Start of Data section
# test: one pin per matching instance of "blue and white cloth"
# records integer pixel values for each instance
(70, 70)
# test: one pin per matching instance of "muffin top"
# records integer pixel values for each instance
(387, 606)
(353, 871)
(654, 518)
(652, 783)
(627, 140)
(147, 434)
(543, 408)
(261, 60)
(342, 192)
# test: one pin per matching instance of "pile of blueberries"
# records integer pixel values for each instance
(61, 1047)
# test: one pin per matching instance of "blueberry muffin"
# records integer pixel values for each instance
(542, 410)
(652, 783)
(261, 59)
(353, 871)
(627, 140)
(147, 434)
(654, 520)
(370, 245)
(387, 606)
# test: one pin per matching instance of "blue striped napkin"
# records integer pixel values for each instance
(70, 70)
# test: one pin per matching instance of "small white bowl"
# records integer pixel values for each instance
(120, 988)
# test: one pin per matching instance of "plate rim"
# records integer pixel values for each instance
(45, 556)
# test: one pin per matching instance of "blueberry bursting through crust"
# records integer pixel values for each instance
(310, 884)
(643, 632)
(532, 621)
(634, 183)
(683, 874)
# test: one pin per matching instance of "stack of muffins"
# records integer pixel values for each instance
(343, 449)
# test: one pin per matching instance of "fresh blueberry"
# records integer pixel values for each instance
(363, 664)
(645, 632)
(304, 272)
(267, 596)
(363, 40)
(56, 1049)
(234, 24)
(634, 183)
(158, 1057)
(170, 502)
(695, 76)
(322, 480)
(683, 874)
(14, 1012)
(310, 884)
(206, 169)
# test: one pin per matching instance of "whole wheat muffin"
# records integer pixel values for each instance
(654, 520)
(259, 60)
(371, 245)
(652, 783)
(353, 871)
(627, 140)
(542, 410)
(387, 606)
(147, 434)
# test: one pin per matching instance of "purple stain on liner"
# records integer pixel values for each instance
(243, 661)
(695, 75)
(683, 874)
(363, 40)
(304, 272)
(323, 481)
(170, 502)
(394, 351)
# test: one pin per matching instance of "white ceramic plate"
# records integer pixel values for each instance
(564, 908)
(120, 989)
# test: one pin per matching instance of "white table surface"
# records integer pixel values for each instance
End of Data section
◆ **Required work**: Please reproduce each line exactly as written.

◆ **Expected output**:
# test: one pin per matching instance of "blue and white cloth"
# records integer pixel values for each instance
(70, 70)
# test: one pin per matching instance of "muffin top"
# records integer pixel values for each instance
(387, 606)
(353, 871)
(654, 518)
(652, 783)
(627, 140)
(147, 434)
(543, 408)
(261, 60)
(342, 192)
# test: one pin per matching instance of "pile of blueberries"
# records integer pixel values for each instance
(61, 1047)
# test: one pin per matching instance of "blueberry muffin"
# records integer pixel values for each instance
(542, 410)
(652, 783)
(261, 59)
(353, 871)
(627, 140)
(147, 434)
(654, 520)
(370, 245)
(387, 606)
# test: one pin per matching instance of "blue striped napkin"
# records integer pixel values for each instance
(70, 70)
# test: one pin per matching instance of "small white bowl"
# records integer pixel values for each instance
(120, 988)
# test: one pin per matching instance of "plate rim"
# records integer pixel values for each instance
(45, 556)
# test: one pin per matching instance of "blueberry bursting through crust"
# records integer pixel values for each instance
(310, 884)
(643, 632)
(532, 621)
(634, 183)
(683, 874)
# test: one pin per matching instance of "stack of muffins"
# records integer pixel values for each instance
(343, 449)
# test: one pin per matching instance of "fresh blueberry"
# records integer pixel values for each instance
(363, 664)
(645, 632)
(304, 272)
(267, 596)
(363, 40)
(56, 1049)
(234, 24)
(634, 183)
(158, 1057)
(170, 502)
(695, 76)
(322, 480)
(683, 874)
(14, 1012)
(310, 884)
(206, 169)
# test: one pin per matching instance of "whole wheat muffin"
# records integer pixel values for each instance
(654, 520)
(259, 60)
(371, 245)
(652, 783)
(353, 871)
(627, 140)
(542, 410)
(387, 606)
(147, 434)
# test: one pin per matching instance of "purple stain on liner"
# records integer pixel values for each instance
(243, 661)
(695, 75)
(683, 874)
(363, 40)
(304, 272)
(323, 481)
(170, 502)
(394, 351)
# test: one pin per matching instance of "white ceramic plate"
# records integer pixel values for each instance
(564, 908)
(120, 989)
# test: one pin per matching instance of "white table surface"
# records integer pixel values for each instance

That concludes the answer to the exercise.